TASK PROMPT =
Reproduce each of the lines below word for word, omitting the pictures from your answer.

ENTRIES SUPPLIED =

---

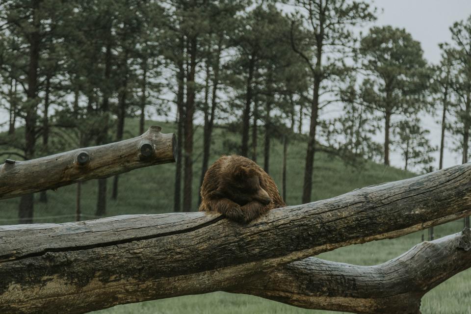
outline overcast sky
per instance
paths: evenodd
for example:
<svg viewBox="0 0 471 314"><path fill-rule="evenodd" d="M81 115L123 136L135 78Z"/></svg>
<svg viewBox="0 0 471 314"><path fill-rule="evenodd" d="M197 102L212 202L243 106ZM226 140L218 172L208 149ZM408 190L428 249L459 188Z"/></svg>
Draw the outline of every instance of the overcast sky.
<svg viewBox="0 0 471 314"><path fill-rule="evenodd" d="M420 42L425 57L429 62L437 63L440 60L438 44L450 42L450 26L456 21L465 20L471 15L471 0L376 0L374 5L380 9L376 25L390 25L405 28L412 37ZM440 145L441 128L435 122L438 117L426 117L424 127L431 131L430 140ZM449 146L452 146L451 143ZM444 167L460 163L461 156L452 153L450 147L445 153ZM439 154L436 154L438 167ZM402 157L393 153L391 163L403 166Z"/></svg>
<svg viewBox="0 0 471 314"><path fill-rule="evenodd" d="M375 0L372 2L379 9L376 25L391 25L406 28L414 39L420 42L425 58L434 63L440 59L438 44L451 40L448 27L454 22L466 19L471 15L471 0ZM423 119L424 127L431 131L430 139L436 145L440 144L440 127L435 122L438 119L434 117ZM0 126L7 121L7 112L0 109ZM378 137L378 140L381 140ZM435 166L437 167L438 152L436 157L437 161ZM452 153L449 149L445 151L445 166L459 163L461 160L459 154ZM391 163L400 167L403 161L398 153L392 152Z"/></svg>

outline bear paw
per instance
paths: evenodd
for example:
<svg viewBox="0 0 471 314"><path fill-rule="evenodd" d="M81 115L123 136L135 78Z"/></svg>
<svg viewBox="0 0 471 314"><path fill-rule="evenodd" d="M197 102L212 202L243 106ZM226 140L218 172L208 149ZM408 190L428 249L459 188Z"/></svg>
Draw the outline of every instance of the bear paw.
<svg viewBox="0 0 471 314"><path fill-rule="evenodd" d="M228 209L224 213L224 215L232 220L235 220L238 222L246 222L245 213L240 207L236 204Z"/></svg>

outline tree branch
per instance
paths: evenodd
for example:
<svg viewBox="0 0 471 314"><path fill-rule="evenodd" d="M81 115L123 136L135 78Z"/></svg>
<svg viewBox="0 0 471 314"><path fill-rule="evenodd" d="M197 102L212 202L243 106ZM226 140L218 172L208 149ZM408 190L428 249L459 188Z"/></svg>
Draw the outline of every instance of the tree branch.
<svg viewBox="0 0 471 314"><path fill-rule="evenodd" d="M307 309L364 314L419 314L426 292L471 266L471 231L424 242L380 265L309 258L261 273L228 292Z"/></svg>
<svg viewBox="0 0 471 314"><path fill-rule="evenodd" d="M37 159L0 165L0 199L173 162L175 135L151 127L142 135Z"/></svg>
<svg viewBox="0 0 471 314"><path fill-rule="evenodd" d="M246 225L192 212L1 226L0 312L83 313L241 291L261 272L470 213L471 164L467 163L273 209ZM450 268L460 262L453 261Z"/></svg>

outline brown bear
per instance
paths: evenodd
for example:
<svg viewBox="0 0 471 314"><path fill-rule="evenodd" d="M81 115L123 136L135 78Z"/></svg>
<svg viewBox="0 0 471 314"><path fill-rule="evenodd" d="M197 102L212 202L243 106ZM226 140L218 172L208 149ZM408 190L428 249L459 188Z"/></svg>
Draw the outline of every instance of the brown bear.
<svg viewBox="0 0 471 314"><path fill-rule="evenodd" d="M200 211L217 211L239 222L286 206L270 176L248 158L236 155L222 156L209 167L200 193Z"/></svg>

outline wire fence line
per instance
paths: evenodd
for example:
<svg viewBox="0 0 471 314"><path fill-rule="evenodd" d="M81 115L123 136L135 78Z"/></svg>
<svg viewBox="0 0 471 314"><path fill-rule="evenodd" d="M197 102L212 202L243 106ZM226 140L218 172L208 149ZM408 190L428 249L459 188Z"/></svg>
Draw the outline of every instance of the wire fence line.
<svg viewBox="0 0 471 314"><path fill-rule="evenodd" d="M75 218L77 216L75 214L70 214L70 215L57 215L55 216L42 216L40 217L34 217L33 218L34 220L46 220L46 219L54 219L58 218ZM96 216L95 215L88 215L86 214L80 214L80 217L82 218L103 218L103 216ZM26 219L29 218L5 218L5 219L0 219L0 222L5 221L21 221L22 220L26 220Z"/></svg>

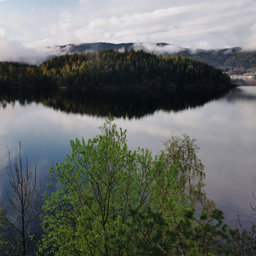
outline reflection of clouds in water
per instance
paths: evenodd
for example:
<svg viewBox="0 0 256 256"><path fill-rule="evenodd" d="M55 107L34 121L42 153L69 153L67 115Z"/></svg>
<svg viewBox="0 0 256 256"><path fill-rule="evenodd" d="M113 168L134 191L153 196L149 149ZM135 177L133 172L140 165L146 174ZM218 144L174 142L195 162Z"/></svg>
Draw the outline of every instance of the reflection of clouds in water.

---

TASK RESPONSE =
outline overcast sky
per instance
paths: evenodd
for example:
<svg viewBox="0 0 471 314"><path fill-rule="evenodd" d="M81 115L123 136L135 78Z"/></svg>
<svg viewBox="0 0 471 314"><path fill-rule="evenodd" d="M197 102L212 202L243 106ZM226 140L218 172L208 149ZM408 190L428 249L459 188Z"/></svg>
Draw the outline of every instance of the overcast sky.
<svg viewBox="0 0 471 314"><path fill-rule="evenodd" d="M420 42L425 57L429 62L437 63L440 60L438 44L450 42L450 26L456 21L465 20L471 15L471 0L376 0L374 5L380 9L376 25L390 25L405 28L412 37ZM440 145L441 128L435 122L438 117L426 117L424 127L431 131L430 140ZM449 146L452 146L451 143ZM444 167L460 163L461 156L452 153L450 147L445 153ZM439 154L436 154L438 167ZM402 157L393 153L391 163L403 166Z"/></svg>
<svg viewBox="0 0 471 314"><path fill-rule="evenodd" d="M375 0L372 2L379 9L376 25L391 25L406 28L414 39L420 42L425 58L434 63L440 59L438 44L451 40L448 27L454 22L466 19L471 15L471 0ZM423 119L424 127L431 131L430 139L436 145L440 144L440 127L435 122L438 119L434 117ZM0 126L7 121L7 112L0 109ZM378 137L378 140L381 140ZM435 166L437 167L438 152L436 157L437 161ZM452 153L449 149L445 151L445 166L459 163L461 160L459 154ZM391 163L400 167L403 161L398 153L392 152Z"/></svg>

outline bear paw
per instance
paths: evenodd
for example:
<svg viewBox="0 0 471 314"><path fill-rule="evenodd" d="M81 115L123 136L135 78Z"/></svg>
<svg viewBox="0 0 471 314"><path fill-rule="evenodd" d="M197 102L212 202L243 106ZM226 140L218 172L208 149ZM408 190L428 249L459 188Z"/></svg>
Draw the outline of every instance of the bear paw.
<svg viewBox="0 0 471 314"><path fill-rule="evenodd" d="M228 209L224 213L224 215L232 220L235 220L238 222L246 222L245 213L240 207L236 204Z"/></svg>

outline tree branch
per instance
paths: evenodd
for example:
<svg viewBox="0 0 471 314"><path fill-rule="evenodd" d="M81 115L123 136L135 78Z"/></svg>
<svg viewBox="0 0 471 314"><path fill-rule="evenodd" d="M197 102L212 202L243 106ZM226 140L218 172L208 149ZM408 190L428 249L459 188Z"/></svg>
Draw the outline of every instance of the tree branch.
<svg viewBox="0 0 471 314"><path fill-rule="evenodd" d="M307 309L364 314L419 314L426 292L471 266L471 231L424 242L380 265L309 258L261 273L228 292Z"/></svg>
<svg viewBox="0 0 471 314"><path fill-rule="evenodd" d="M37 159L0 165L0 199L173 162L175 135L151 127L142 135Z"/></svg>
<svg viewBox="0 0 471 314"><path fill-rule="evenodd" d="M246 225L192 212L1 226L0 312L83 313L241 291L261 272L470 213L471 164L467 163L273 209ZM450 268L460 262L453 261Z"/></svg>

outline brown bear
per instance
paths: evenodd
for example:
<svg viewBox="0 0 471 314"><path fill-rule="evenodd" d="M81 115L123 136L135 78Z"/></svg>
<svg viewBox="0 0 471 314"><path fill-rule="evenodd" d="M197 102L212 202L243 106ZM226 140L218 172L208 149ZM408 190L428 249L459 188Z"/></svg>
Draw the outline of every instance of the brown bear.
<svg viewBox="0 0 471 314"><path fill-rule="evenodd" d="M200 211L217 211L239 222L286 206L270 176L248 158L236 155L222 156L209 167L200 193Z"/></svg>

outline wire fence line
per instance
paths: evenodd
for example:
<svg viewBox="0 0 471 314"><path fill-rule="evenodd" d="M81 115L123 136L135 78Z"/></svg>
<svg viewBox="0 0 471 314"><path fill-rule="evenodd" d="M197 102L212 202L243 106ZM226 140L218 172L208 149ZM408 190L428 249L459 188Z"/></svg>
Draw the outline of every instance of the wire fence line.
<svg viewBox="0 0 471 314"><path fill-rule="evenodd" d="M75 218L77 216L75 214L70 214L70 215L57 215L55 216L42 216L40 217L34 217L33 218L34 220L46 220L46 219L54 219L58 218ZM96 216L95 215L88 215L86 214L80 214L80 217L82 218L103 218L103 216ZM26 219L29 218L5 218L5 219L0 219L0 222L5 221L21 221L22 220L26 220Z"/></svg>

outline reflection of clouds in water
per instance
paths: evenodd
for example:
<svg viewBox="0 0 256 256"><path fill-rule="evenodd" d="M55 107L34 121L42 153L69 153L67 115Z"/></svg>
<svg viewBox="0 0 256 256"><path fill-rule="evenodd" d="M113 168L134 191L153 196L149 149ZM135 177L133 172L140 165L146 174ZM218 144L174 142L195 162Z"/></svg>
Draw the outline of every instance of the reflection of clouds in water.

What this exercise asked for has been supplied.